- **Texte de la page**
Celle, qui est essentiellement connue pour avoir donné à Napoléon un fils naturel, appelé le comte Léon,
naquit à Paris, rue Poissonnière, le 13 septembre 1787 et fut baptisée le lendemain en l'église Saint-Eustache, avec pour parrain et marraine Louis-François Mahé de la Bourdonnais, lieutenant des chasses du Roi, et Catherine-Philippe Brunet de Mont-Louis, fille du directeur de la salle des ventes du Palais-Royal.
Sa mère, qui aurait été passablement galante, s'appelait Françoise-Charlotte-Eléonore Couprie ; fille d'un maître d'hôtel de l'ambassadeur du roi de Naples, elle vécut de 1767 à 1850. Son père, prénommé Dominique, né en 1743 et devant décédé en 1821, se disant bourgeois de Paris, fut maître-particulier des Eaux et forêts, mais aussi un des douze fournisseurs de vins de S.M., bénéficiant d'un privilège royal. Il perdit évidemment ces charges avec la Révolution, vécut alors d'expédients, fut emprisonné mais libéré, ainsi que sa femme, le 24 août 1794, après quoi on ne sait guère grâce à quelles ressources put subsister un ménage ayant six enfants.

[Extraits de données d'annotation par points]
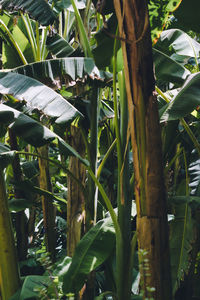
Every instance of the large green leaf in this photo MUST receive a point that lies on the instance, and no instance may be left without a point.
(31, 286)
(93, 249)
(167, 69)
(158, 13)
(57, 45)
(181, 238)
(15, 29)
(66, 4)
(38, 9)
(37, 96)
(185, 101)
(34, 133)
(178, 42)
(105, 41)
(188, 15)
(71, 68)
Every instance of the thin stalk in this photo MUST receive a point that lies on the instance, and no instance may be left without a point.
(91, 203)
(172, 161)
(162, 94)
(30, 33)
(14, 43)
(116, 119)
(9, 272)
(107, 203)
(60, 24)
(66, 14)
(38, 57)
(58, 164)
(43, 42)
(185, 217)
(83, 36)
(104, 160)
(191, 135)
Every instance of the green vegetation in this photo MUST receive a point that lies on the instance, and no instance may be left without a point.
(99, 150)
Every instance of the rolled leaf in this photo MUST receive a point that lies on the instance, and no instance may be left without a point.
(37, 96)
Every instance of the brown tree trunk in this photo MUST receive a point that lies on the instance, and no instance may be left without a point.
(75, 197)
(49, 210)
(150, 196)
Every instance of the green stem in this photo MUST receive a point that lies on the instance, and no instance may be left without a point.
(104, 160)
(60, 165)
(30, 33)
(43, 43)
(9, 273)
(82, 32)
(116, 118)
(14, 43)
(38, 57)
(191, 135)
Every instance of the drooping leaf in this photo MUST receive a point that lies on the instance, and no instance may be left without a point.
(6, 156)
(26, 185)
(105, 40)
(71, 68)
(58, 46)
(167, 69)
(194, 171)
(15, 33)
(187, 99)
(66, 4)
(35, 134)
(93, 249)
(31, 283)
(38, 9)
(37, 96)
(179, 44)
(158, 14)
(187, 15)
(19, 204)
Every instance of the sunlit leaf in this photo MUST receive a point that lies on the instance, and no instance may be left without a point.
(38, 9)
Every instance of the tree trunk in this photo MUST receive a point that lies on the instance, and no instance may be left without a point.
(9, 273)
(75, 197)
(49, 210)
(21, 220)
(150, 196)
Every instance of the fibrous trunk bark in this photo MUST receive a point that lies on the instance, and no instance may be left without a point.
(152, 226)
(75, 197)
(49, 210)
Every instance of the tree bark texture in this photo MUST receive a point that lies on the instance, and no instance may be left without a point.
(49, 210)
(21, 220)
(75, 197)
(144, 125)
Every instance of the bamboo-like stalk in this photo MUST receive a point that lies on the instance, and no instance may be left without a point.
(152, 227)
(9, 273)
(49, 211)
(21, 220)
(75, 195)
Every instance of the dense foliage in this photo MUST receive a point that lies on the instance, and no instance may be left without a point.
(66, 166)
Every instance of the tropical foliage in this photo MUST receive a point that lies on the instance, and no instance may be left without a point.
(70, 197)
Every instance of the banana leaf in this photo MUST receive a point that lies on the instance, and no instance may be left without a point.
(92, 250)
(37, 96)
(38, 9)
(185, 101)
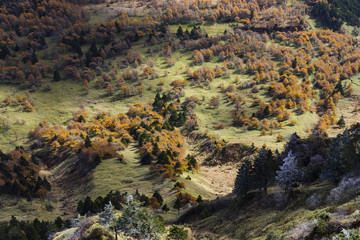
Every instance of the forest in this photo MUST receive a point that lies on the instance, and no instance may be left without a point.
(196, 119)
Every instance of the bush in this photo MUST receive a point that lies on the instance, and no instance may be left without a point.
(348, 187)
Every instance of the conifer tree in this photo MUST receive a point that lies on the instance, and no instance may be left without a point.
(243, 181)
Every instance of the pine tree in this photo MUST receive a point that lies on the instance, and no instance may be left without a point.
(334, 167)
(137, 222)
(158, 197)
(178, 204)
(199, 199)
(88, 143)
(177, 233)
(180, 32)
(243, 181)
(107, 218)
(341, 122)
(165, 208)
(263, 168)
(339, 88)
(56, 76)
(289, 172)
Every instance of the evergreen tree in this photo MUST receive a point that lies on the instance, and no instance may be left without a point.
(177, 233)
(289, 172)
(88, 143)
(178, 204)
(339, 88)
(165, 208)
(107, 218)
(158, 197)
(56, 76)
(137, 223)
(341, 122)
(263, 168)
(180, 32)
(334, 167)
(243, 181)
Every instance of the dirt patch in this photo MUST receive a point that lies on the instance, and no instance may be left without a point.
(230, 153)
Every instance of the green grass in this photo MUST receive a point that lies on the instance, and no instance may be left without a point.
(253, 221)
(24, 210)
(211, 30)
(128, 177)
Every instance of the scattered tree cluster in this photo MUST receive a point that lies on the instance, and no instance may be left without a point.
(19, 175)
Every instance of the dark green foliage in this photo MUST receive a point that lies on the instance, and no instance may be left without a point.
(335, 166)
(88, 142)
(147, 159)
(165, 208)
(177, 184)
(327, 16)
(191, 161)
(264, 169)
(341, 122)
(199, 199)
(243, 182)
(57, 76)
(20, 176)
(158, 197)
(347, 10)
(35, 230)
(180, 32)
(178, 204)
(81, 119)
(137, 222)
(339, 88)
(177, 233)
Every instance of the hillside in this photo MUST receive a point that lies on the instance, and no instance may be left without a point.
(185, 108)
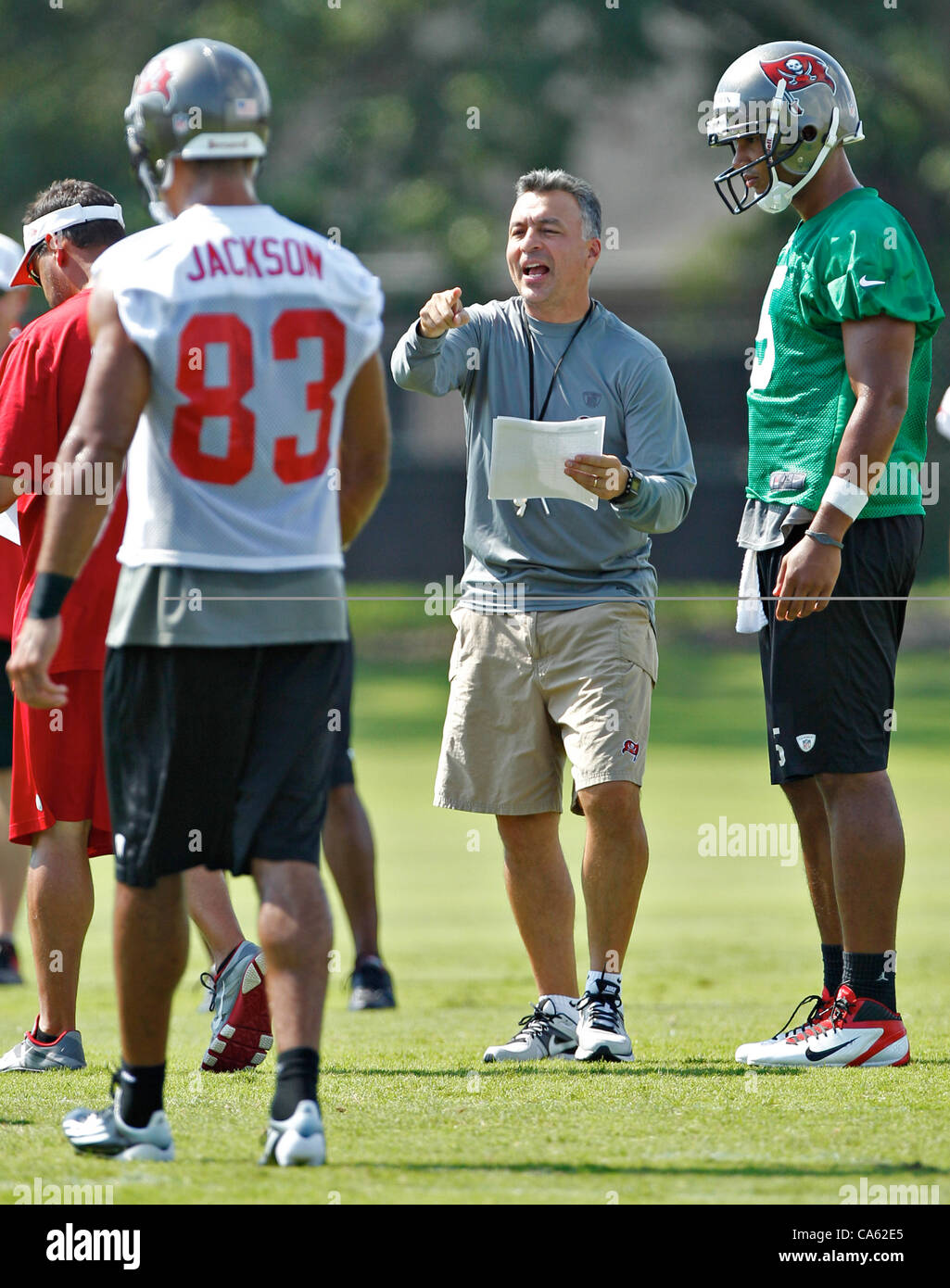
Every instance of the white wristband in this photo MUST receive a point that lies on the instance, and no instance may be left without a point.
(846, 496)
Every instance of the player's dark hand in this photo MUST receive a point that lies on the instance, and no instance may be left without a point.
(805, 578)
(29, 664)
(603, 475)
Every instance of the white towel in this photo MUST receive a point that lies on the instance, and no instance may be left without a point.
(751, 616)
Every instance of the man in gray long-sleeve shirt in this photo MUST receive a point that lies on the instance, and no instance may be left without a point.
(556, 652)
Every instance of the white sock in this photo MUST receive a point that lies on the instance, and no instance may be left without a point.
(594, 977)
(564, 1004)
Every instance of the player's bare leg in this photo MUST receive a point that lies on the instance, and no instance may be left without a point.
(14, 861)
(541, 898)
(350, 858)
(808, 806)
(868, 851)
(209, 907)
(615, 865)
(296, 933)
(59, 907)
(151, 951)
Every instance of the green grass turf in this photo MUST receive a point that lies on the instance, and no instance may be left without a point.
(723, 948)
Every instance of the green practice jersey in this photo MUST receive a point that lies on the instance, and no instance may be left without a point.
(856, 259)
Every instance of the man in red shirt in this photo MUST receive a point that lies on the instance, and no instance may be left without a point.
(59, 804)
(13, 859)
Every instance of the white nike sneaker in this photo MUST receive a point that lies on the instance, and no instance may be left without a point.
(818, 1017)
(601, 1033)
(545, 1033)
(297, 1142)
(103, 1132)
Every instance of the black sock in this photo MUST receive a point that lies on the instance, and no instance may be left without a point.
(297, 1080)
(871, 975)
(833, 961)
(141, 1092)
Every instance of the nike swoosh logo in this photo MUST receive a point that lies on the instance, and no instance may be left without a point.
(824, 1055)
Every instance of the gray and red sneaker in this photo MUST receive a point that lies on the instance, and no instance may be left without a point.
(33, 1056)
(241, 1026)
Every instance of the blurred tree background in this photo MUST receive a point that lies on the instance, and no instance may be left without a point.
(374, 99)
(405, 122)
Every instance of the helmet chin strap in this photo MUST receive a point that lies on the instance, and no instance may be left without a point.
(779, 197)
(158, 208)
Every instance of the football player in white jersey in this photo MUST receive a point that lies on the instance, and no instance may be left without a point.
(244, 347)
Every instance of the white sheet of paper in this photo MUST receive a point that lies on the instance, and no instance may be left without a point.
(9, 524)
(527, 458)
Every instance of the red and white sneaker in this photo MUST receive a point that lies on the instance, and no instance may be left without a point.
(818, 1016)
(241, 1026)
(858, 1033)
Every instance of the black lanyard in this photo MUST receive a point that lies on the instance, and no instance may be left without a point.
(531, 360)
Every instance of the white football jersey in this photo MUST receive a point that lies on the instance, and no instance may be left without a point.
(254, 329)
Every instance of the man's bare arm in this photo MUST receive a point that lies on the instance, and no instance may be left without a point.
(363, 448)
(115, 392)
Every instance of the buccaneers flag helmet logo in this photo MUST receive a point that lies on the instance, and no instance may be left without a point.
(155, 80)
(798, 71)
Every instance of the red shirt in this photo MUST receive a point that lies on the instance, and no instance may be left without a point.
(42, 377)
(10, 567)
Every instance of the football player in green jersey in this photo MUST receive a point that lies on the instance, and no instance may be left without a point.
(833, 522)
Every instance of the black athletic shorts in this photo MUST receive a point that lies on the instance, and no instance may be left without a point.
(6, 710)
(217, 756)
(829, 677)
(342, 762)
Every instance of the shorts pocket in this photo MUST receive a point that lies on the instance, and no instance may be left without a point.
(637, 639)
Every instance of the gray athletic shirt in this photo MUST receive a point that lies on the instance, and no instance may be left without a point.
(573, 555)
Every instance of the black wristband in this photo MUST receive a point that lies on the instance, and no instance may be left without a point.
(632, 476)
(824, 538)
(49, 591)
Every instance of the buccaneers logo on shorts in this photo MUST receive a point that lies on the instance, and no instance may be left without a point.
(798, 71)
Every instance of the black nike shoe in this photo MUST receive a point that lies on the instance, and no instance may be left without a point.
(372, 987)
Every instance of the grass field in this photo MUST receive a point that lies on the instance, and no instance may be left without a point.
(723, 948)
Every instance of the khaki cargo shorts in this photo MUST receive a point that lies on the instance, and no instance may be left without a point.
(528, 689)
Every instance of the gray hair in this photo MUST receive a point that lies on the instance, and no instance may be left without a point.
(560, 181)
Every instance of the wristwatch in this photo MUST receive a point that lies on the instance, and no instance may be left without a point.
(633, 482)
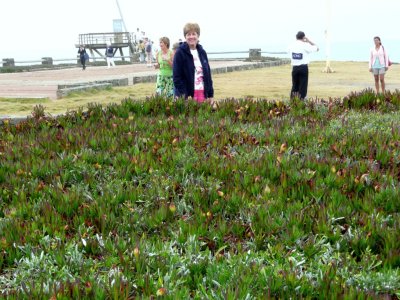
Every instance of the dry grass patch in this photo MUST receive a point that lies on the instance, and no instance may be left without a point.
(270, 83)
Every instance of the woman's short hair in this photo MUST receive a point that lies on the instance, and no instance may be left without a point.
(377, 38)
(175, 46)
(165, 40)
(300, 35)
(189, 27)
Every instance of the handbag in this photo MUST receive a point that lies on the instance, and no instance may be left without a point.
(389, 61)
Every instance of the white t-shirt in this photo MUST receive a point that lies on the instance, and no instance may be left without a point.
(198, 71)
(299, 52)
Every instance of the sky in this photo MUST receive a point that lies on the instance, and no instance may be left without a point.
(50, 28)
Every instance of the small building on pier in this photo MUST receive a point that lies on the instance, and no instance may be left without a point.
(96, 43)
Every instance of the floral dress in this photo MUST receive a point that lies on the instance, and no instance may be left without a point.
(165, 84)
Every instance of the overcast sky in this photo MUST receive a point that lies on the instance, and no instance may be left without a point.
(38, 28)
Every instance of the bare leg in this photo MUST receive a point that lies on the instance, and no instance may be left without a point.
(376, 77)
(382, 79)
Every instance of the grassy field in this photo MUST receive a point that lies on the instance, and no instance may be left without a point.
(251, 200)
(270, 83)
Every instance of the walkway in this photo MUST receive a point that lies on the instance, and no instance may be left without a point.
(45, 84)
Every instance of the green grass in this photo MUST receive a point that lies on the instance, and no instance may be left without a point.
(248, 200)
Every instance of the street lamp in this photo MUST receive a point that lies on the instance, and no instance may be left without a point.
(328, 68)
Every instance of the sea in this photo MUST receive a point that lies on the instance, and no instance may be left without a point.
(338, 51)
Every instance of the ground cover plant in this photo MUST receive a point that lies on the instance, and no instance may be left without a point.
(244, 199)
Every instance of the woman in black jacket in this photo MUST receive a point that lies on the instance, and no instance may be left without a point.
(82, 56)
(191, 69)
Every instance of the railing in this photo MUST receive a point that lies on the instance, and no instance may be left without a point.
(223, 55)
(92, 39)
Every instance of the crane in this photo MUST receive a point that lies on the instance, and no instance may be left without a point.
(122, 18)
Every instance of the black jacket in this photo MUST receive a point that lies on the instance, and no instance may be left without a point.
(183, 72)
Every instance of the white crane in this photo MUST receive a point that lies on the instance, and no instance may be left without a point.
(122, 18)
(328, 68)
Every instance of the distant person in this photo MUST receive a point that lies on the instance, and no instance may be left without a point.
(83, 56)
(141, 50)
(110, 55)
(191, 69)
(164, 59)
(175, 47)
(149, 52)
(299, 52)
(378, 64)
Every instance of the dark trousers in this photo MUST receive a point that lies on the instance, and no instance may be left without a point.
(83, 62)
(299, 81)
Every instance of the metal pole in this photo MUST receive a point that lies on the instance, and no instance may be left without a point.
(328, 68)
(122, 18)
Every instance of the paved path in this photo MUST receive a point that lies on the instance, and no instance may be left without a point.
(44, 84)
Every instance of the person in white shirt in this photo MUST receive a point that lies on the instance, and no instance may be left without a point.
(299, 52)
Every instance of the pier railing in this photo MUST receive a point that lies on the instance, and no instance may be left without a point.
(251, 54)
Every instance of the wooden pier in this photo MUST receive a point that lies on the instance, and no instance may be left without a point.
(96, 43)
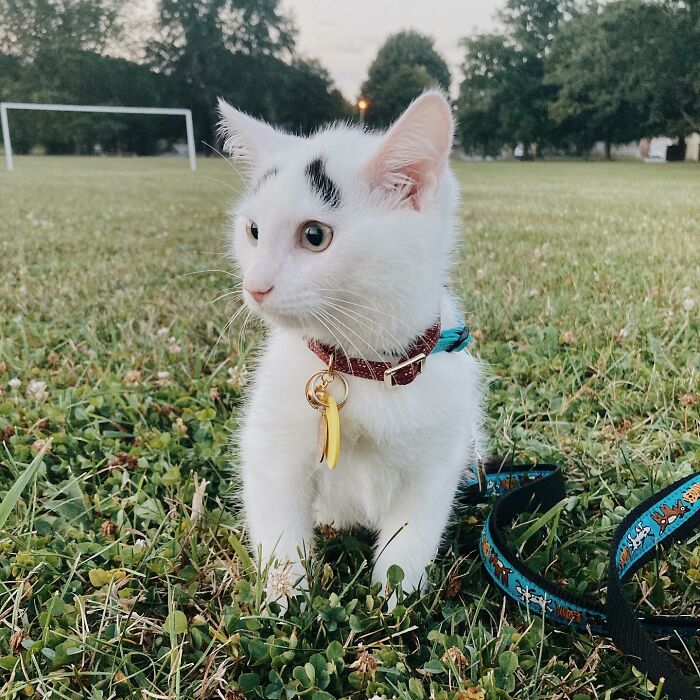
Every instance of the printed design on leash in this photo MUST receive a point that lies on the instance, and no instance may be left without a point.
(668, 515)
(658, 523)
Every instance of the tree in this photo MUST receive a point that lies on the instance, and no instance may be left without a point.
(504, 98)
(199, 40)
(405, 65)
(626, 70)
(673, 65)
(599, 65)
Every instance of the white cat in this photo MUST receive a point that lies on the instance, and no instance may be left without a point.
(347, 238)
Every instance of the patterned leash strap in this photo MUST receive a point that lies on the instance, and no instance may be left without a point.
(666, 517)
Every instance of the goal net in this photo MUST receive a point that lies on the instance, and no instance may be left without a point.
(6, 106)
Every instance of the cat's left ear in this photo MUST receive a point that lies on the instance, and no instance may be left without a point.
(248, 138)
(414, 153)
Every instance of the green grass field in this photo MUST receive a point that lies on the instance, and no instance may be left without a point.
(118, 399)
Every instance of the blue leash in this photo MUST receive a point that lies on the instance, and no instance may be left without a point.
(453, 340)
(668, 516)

- **Exercice écrit A**
Relevez tous les noms de personnes cités dans le texte sur la mère du comte Léon.
- **Exercice écrit B**
Donnez la suite du texte sur la mère du comte Léon, en partant de sa dernière phrase.

- **Réponse attendue A**
Napoléon, le comte Léon, Louis-François Mahé de la Bourdonnais, Catherine-Philippe Brunet de Mont-Louis, Françoise-Charlotte-Eléonore Couprie, Dominique

- **Réponse attendue B**
Par contre, il est certain qu'Eléonore fut mise en pension à Saint-Germain-en-Laye, chez Madame Campan, où elle fut la compagne de maintes jeunes filles devant bientôt faire les plus brillants mariages, notamment les soeurs et nièces du général Bonaparte. Mais la mère, fort intrigante, était pressée de caser sa très jolie fille et, à cet effet, la conduisit dans les théâtres. Ce fut à celui de la Gaité que celle-ci fut remarquée par un certain Jean-Honoré-François Revel, né à Mougins le 11 septembre 1773, veuf de Jeanne-Charlotte Ruzot, qui lui avait donné deux enfants. Ce n'était hélas! là qu'un bel aventurier, se faisant passer pour capitaine de Dragons, alors qu'il n'était qu'un employé aux écritures dans les services d'un inspecteur général aux Revues. Avec la bénédiction de Madame Campan, il n'en épousa pas moins Eléonore à Saint-Germain-en-Laye, le 15 janvier 1805 ; mais, deux mois de lune de miel, financés on ne sait comment, ne s'étaient pas écoulés que le sieur Revel était arrêté pour présentations de fausses traites, incarcéré et condamné à deux ans de prison pour faux en écritures privées.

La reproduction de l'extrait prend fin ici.